[Referring expression grounding data]
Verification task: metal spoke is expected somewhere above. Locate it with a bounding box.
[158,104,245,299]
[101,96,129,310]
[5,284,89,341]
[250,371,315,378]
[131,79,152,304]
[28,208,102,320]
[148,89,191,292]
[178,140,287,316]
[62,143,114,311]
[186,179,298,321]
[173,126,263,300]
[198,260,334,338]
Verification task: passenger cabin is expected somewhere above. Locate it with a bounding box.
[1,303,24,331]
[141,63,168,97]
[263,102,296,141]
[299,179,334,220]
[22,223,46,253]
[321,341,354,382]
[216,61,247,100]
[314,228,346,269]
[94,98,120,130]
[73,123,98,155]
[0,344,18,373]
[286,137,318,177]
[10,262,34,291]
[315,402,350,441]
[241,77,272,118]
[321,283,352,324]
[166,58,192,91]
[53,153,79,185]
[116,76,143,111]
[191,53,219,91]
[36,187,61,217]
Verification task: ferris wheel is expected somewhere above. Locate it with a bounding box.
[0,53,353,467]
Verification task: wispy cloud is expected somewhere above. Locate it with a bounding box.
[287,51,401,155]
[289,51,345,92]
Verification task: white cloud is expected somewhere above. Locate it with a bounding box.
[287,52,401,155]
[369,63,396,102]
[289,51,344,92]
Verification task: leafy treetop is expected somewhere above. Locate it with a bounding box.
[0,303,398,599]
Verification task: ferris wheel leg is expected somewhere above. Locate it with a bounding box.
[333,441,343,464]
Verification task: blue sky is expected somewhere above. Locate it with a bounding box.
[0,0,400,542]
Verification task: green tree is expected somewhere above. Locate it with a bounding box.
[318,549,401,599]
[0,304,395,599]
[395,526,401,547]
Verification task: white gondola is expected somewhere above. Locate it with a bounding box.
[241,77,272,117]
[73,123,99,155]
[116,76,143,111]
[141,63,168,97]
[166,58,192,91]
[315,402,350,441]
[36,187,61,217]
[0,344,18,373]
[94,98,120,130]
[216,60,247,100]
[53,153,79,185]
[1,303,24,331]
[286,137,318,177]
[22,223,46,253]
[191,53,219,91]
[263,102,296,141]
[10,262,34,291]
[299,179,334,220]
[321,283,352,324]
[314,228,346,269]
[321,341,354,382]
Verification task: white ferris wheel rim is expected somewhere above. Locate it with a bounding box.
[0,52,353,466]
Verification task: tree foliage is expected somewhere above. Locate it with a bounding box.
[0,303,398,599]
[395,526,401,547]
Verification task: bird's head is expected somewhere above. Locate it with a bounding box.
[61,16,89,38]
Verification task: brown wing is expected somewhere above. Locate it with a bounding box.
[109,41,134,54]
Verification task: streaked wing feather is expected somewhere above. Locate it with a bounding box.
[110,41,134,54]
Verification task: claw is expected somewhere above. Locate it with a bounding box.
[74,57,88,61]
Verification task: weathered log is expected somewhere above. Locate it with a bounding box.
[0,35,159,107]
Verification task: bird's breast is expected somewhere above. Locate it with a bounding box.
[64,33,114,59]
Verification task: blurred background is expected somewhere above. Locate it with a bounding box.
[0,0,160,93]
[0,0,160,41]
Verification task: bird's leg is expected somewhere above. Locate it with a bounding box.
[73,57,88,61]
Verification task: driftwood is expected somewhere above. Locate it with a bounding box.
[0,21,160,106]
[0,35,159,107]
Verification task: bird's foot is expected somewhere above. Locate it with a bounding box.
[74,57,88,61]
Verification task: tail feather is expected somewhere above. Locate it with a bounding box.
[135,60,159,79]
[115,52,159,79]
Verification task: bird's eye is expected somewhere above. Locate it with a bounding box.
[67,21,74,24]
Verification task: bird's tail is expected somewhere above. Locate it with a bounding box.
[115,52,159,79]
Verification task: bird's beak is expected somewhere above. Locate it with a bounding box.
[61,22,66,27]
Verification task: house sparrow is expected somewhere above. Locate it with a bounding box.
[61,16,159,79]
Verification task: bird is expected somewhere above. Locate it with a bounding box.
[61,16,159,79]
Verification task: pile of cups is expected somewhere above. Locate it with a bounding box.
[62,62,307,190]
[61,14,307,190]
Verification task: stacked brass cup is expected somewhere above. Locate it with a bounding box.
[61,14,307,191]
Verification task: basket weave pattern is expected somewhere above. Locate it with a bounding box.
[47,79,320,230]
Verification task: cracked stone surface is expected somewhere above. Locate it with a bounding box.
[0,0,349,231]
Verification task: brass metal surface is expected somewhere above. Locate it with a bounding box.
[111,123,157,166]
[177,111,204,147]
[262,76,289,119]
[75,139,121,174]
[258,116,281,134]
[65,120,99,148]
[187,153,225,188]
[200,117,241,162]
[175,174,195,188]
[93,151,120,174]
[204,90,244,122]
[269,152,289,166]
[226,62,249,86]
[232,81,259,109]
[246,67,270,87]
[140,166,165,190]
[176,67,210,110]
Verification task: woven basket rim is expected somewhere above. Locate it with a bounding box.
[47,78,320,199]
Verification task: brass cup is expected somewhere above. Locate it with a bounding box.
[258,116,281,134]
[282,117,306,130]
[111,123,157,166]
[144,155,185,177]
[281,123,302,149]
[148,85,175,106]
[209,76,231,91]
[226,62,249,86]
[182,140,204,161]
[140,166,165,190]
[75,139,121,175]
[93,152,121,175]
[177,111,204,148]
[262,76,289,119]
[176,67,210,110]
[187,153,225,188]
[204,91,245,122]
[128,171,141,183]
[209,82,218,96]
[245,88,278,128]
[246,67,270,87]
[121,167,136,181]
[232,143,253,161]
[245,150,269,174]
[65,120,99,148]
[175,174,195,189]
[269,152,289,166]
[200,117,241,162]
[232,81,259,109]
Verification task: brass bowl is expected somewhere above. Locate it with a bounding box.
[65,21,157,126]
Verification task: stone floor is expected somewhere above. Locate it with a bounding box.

#### [WORK TASK]
Exactly as shown above, return all of the entries.

#### [SOLUTION TO THE PROBLEM]
Verification task: metal spoke is expected somewhere above. Locate it with a bounding box.
[158,104,245,299]
[101,96,129,310]
[5,284,89,341]
[250,371,315,378]
[131,79,152,304]
[28,208,102,320]
[148,89,191,292]
[178,140,287,316]
[62,143,114,311]
[186,179,298,321]
[173,126,263,300]
[198,260,334,338]
Verification task: passenger cabin is expected somewhere above. Locate it with a bounding box.
[1,303,24,331]
[141,63,168,97]
[263,102,296,141]
[299,179,334,220]
[22,223,46,253]
[321,341,354,382]
[216,61,247,100]
[314,228,346,269]
[94,98,120,130]
[73,123,98,155]
[0,344,18,373]
[286,137,318,177]
[10,262,34,291]
[315,402,350,441]
[241,77,272,118]
[321,283,352,324]
[166,58,192,91]
[53,153,79,185]
[116,76,143,111]
[191,53,219,91]
[36,187,61,217]
Verification task: ferris wheel is expected somewhere above. Locate it with a bounding box.
[0,53,353,467]
Verification task: wispy cloud is expected somewhere above. Locate it with a bounding box.
[287,51,401,155]
[289,51,345,92]
Verification task: white cloud is expected somewhere above. Locate it with a bounding box.
[287,52,401,155]
[369,63,396,102]
[289,51,344,92]
Verification task: leafy treetop is expected somewhere above. Locate it with a bounding box.
[0,303,398,599]
Verification task: ferris wheel leg is expected somewhere above. Locate it with a bounding box.
[333,441,343,464]
Verification task: blue sky is expected somewhere above. Locate it with a bounding box.
[0,0,400,542]
Verification task: green tree is expected somewhere above. Locate it with a bounding box.
[318,549,401,599]
[0,304,395,599]
[395,526,401,547]
Verification task: white gondola is expected somewhere above. Locate it with a bounding box.
[241,77,272,117]
[73,123,99,155]
[116,76,143,111]
[141,63,168,97]
[166,58,192,91]
[315,402,350,441]
[36,187,61,217]
[0,344,18,373]
[94,98,120,130]
[216,60,247,100]
[53,153,79,185]
[1,303,24,331]
[286,137,318,177]
[22,223,46,253]
[191,53,219,91]
[263,102,296,141]
[10,262,34,291]
[299,179,334,220]
[321,283,352,324]
[314,228,346,269]
[321,341,354,382]
Verification task: white ferris wheel rim is expected somewhere above. Locate it with a bounding box.
[0,52,353,466]
Verification task: tree foliage is expected somewhere above. Locate it with a bounding box.
[0,303,398,599]
[395,526,401,547]
Verification task: bird's head is expected somewhere above. Locate it with a bounding box.
[61,16,89,38]
Verification task: brown wing is expected somewhere above. Locate it with a bounding box.
[109,41,134,54]
Verification task: streaked wing feather is expected somewhere above. Locate it with a bounding box.
[110,41,134,54]
Verification task: claw is expected somewhere above. Locate it with a bounding box.
[74,57,88,61]
Verification task: weathered log is expected somewhere above. Locate it with a bounding box.
[0,35,159,107]
Verification task: bird's breast is expected somewhere above. Locate it with a bounding box.
[64,33,114,59]
Verification task: blurred background is expected somewhere above. Locate it with a bounding box.
[0,0,160,93]
[0,0,160,41]
Verification task: bird's leg is expected somewhere above. Locate it with a bounding box.
[73,57,88,61]
Verification task: driftwood is expected somewhere above. Locate it with a bounding box.
[0,21,160,106]
[0,35,159,107]
Verification task: bird's foot is expected somewhere above. Locate it with a bounding box.
[74,57,88,61]
Verification task: tail feather is expected somewhere above. Locate it with a bounding box.
[135,60,159,79]
[115,52,159,79]
Verification task: bird's eye is expected somewhere above. Locate it with a bounding box.
[67,21,74,24]
Verification task: bird's tail is expected somewhere above. Locate it with a bounding box.
[115,52,159,79]
Verification task: bird's beak is expected somewhere above. Locate it with a bounding box.
[61,22,66,27]
Verification task: house sparrow is expected somewhere above. Locate it with a bounding box.
[61,16,159,79]
Verification task: bird is expected somewhere above. Locate it with a bounding box.
[61,16,159,79]
Verification task: pile of cups is expected somewhere above. Locate it with a bounding box.
[62,62,307,190]
[61,14,307,190]
Verification task: stacked brass cup is expected somewhere above. Locate it with a bounding box.
[61,14,307,191]
Verification task: basket weave pattern is expected somewhere above. Locate it with a bounding box.
[47,79,320,230]
Verification task: cracked stone surface is expected somewhere above. Locate it with a bounding box.
[0,0,349,231]
Verification task: brass metal surface is expected somewhere above. Locate it with a bounding box.
[111,123,157,166]
[177,111,204,147]
[262,76,289,119]
[75,139,121,174]
[258,116,281,134]
[65,120,99,148]
[187,153,225,188]
[200,117,241,162]
[175,174,195,188]
[93,151,120,174]
[204,90,244,122]
[269,152,289,166]
[226,62,249,86]
[232,81,259,109]
[246,67,270,87]
[140,166,165,190]
[176,67,210,110]
Verification task: woven basket rim is expected somewhere above. Locate it with a bounding box.
[47,78,320,199]
Verification task: brass cup is expected somewhere above. Locate it with a bounding box.
[258,116,281,134]
[282,117,306,130]
[111,123,157,166]
[144,155,185,177]
[281,123,302,149]
[148,85,175,106]
[209,76,231,91]
[226,62,249,86]
[182,140,204,161]
[140,166,165,190]
[75,139,121,175]
[93,152,121,175]
[177,111,204,148]
[262,76,289,119]
[176,67,210,110]
[187,153,225,188]
[204,91,245,122]
[128,171,141,183]
[209,82,218,96]
[245,88,278,128]
[246,67,270,87]
[121,167,136,181]
[232,143,253,161]
[245,150,269,174]
[65,120,99,148]
[175,174,195,189]
[269,152,289,166]
[200,117,241,162]
[232,81,259,109]
Verification task: brass bowl is expected somewhere above. Locate it with a bounding box.
[65,21,157,126]
Verification task: stone floor is expected somewhere above. Locate it with a bounding box.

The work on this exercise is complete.